**SHORT TASK:**
Reproduce the data below word for word, keeping every line as it appears.

**EXTRACTED ENTRIES:**
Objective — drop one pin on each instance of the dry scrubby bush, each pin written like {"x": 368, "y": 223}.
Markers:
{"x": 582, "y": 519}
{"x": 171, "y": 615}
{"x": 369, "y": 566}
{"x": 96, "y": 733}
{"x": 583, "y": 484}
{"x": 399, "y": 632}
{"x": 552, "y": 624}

**SOLUTION FOR THIS EXERCISE:**
Objective — drop one pin on each instance of the dry scrubby bush, each pin written like {"x": 368, "y": 223}.
Markers:
{"x": 582, "y": 519}
{"x": 171, "y": 615}
{"x": 369, "y": 566}
{"x": 96, "y": 733}
{"x": 583, "y": 484}
{"x": 399, "y": 632}
{"x": 552, "y": 624}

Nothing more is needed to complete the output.